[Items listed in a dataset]

════════════════

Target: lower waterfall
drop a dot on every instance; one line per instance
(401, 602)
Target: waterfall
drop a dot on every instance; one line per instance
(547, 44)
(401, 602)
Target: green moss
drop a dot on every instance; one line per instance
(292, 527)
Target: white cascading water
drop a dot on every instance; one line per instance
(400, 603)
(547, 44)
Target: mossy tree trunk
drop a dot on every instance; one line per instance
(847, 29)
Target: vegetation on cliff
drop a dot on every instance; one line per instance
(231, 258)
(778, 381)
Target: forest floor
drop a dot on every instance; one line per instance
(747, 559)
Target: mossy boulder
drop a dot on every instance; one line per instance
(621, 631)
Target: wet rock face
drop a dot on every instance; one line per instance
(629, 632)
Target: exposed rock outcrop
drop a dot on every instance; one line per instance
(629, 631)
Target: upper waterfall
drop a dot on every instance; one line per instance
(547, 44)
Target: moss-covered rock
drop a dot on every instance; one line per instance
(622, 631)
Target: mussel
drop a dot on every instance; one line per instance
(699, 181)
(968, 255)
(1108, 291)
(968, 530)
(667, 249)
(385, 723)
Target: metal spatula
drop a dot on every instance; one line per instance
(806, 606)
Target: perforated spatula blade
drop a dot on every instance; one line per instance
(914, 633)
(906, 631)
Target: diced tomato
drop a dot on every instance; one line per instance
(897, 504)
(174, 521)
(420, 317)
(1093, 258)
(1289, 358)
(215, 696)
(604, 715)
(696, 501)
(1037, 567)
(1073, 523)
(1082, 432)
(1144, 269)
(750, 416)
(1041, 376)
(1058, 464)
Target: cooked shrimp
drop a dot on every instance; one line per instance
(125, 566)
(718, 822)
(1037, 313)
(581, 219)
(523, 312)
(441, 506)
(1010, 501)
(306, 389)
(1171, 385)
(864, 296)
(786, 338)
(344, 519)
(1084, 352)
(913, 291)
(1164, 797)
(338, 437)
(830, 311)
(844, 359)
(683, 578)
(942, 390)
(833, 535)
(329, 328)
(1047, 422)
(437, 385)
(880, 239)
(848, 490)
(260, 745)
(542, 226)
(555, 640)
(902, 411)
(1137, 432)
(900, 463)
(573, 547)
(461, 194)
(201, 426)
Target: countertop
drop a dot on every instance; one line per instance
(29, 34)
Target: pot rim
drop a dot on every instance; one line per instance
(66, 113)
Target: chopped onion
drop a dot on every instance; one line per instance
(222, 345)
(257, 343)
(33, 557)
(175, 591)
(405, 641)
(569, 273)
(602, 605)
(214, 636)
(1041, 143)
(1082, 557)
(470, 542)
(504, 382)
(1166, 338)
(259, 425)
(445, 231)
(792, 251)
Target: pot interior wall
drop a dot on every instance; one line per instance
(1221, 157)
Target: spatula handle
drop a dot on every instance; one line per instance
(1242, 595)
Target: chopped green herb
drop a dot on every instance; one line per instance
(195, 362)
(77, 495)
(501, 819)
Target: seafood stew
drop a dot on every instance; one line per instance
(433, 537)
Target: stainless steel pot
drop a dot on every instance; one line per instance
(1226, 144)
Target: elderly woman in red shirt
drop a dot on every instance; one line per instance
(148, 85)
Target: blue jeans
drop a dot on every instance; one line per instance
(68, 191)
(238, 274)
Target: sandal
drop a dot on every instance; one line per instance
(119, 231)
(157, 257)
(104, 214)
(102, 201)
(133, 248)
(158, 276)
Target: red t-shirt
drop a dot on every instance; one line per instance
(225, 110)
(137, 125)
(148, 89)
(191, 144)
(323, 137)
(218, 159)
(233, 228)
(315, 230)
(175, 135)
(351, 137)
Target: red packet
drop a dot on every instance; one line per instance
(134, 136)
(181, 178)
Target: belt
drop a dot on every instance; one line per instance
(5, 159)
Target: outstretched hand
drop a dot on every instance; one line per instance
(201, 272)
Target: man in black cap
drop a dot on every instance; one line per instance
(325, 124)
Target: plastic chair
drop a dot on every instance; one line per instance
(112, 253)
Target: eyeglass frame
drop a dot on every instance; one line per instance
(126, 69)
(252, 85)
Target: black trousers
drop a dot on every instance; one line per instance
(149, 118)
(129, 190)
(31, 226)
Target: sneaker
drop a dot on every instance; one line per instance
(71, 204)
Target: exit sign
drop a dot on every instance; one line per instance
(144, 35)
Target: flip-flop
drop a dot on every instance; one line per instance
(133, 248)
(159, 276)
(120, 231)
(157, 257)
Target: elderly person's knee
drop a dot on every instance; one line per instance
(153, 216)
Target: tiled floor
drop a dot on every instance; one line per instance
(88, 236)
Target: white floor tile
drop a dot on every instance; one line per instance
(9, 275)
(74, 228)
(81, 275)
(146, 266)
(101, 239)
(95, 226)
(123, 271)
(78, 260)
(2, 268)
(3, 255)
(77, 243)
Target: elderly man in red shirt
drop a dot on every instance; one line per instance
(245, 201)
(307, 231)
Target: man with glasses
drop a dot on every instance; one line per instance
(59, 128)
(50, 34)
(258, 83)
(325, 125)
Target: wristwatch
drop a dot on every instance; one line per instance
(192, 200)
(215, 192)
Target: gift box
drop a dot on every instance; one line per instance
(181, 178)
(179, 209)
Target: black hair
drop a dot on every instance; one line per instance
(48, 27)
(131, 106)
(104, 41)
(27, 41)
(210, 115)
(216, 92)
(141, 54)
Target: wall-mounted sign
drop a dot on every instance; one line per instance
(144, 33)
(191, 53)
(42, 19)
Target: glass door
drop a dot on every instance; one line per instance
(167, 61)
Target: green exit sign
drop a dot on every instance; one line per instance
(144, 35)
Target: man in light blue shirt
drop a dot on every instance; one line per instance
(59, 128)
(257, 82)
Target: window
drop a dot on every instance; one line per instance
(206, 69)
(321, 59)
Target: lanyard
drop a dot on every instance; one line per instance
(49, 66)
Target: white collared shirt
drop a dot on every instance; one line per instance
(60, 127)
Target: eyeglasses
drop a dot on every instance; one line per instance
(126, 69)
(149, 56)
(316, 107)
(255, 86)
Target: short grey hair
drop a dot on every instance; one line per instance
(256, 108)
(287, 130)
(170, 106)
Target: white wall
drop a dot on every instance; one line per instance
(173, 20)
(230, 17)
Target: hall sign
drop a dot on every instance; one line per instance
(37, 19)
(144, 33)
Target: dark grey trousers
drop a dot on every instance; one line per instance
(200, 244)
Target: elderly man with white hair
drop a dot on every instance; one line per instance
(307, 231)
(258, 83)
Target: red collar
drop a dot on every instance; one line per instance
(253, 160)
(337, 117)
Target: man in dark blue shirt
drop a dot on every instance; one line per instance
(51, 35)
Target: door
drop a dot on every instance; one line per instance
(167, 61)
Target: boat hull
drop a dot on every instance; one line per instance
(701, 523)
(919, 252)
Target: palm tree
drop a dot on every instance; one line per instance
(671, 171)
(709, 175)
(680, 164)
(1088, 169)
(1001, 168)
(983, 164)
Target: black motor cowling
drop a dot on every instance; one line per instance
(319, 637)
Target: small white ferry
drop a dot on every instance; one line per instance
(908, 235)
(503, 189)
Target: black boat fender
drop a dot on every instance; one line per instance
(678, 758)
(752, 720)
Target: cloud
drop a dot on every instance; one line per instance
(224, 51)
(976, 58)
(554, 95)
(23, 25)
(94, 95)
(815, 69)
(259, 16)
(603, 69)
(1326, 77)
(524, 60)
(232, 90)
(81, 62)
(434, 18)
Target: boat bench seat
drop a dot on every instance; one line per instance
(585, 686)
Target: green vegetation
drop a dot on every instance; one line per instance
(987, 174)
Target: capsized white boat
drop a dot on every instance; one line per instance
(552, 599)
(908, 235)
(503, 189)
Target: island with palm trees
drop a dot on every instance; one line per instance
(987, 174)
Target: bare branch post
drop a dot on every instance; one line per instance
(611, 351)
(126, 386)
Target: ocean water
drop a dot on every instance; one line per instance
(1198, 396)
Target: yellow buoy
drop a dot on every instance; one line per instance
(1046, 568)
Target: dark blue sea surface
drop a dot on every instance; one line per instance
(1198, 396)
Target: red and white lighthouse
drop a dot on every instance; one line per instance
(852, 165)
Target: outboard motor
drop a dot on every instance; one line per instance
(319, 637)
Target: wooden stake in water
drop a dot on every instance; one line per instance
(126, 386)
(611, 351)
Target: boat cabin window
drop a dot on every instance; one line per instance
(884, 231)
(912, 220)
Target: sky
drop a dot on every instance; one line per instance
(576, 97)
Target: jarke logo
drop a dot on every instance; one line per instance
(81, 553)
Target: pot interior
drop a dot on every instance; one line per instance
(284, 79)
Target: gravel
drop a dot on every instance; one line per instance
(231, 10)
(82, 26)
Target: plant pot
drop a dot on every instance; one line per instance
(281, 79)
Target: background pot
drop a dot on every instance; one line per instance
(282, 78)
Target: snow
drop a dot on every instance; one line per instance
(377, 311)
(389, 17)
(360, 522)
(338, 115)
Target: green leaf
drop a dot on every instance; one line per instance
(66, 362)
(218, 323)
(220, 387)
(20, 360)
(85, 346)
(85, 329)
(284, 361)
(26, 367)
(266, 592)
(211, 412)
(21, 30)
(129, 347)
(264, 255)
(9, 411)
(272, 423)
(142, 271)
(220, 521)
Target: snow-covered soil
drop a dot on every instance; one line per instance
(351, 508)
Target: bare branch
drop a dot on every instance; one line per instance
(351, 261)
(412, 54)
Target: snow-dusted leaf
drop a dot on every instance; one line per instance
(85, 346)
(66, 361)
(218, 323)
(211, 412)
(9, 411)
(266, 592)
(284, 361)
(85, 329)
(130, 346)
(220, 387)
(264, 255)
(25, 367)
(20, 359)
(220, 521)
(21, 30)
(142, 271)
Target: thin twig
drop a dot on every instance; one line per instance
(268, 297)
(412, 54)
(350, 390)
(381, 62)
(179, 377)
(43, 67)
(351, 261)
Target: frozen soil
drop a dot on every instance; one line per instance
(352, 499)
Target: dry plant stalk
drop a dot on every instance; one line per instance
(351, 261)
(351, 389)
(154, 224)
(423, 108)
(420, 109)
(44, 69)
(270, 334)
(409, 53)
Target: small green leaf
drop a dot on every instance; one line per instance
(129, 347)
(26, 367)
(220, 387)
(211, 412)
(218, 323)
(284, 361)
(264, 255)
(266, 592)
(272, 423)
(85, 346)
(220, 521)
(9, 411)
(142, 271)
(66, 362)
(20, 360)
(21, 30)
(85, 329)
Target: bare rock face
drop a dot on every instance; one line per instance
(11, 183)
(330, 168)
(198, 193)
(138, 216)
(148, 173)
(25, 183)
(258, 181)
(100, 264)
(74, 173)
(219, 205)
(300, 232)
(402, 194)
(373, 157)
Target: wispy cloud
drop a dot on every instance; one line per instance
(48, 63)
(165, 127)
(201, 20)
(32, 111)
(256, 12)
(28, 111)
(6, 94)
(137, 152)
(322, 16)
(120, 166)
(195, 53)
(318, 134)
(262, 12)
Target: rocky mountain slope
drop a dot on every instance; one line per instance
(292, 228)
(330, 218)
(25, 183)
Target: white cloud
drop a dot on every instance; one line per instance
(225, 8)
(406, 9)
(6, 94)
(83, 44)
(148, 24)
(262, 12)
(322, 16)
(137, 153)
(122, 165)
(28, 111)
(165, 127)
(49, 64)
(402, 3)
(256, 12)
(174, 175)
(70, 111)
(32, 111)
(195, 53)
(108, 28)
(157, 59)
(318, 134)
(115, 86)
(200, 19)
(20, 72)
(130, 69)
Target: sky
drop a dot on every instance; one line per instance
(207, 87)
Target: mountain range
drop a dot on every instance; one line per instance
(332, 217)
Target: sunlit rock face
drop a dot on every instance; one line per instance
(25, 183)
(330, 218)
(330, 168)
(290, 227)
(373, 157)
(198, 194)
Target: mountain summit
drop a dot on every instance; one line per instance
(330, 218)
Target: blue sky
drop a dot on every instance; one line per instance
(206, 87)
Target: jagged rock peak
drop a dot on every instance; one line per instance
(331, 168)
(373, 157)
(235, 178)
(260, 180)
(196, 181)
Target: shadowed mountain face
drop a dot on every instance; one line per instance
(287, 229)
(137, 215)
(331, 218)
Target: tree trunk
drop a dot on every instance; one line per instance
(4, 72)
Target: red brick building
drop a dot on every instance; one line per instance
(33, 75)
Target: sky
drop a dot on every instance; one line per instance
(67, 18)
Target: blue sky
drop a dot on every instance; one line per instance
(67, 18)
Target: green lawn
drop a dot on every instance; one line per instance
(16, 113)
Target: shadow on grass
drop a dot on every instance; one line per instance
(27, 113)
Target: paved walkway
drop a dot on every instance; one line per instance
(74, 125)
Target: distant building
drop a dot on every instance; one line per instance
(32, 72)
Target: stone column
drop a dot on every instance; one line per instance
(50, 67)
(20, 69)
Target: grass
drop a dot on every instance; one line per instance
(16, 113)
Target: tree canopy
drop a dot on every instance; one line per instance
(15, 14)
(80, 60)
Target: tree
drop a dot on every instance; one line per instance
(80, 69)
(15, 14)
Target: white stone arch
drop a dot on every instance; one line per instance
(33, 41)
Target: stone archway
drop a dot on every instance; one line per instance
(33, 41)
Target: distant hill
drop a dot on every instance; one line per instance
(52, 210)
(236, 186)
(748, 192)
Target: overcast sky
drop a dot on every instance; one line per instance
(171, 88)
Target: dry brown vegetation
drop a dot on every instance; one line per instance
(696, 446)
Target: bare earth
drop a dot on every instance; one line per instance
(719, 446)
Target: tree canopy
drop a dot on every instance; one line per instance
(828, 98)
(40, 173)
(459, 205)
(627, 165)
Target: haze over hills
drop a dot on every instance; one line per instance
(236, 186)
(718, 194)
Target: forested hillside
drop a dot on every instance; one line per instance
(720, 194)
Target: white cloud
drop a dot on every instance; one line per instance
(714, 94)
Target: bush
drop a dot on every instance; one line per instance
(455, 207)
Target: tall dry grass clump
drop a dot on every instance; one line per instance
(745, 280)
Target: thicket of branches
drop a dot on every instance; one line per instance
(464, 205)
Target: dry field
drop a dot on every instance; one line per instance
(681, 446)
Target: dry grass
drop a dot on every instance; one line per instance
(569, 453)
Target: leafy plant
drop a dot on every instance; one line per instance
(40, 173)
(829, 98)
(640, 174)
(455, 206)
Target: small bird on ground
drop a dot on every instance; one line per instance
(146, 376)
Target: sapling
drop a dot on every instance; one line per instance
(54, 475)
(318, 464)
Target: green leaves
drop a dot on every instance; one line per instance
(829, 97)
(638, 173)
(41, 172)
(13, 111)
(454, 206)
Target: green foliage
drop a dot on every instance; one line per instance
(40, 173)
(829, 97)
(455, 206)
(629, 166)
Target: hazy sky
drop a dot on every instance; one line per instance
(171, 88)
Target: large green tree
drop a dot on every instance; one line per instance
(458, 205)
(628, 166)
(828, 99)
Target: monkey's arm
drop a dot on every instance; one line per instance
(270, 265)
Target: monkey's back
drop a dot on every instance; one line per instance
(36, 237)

════════════════

TASK ITEM:
Only lines holding the word "chopped" belong in the answer; copy all of them from the records.

ANSWER:
Target: chopped onion
Target: chopped green herb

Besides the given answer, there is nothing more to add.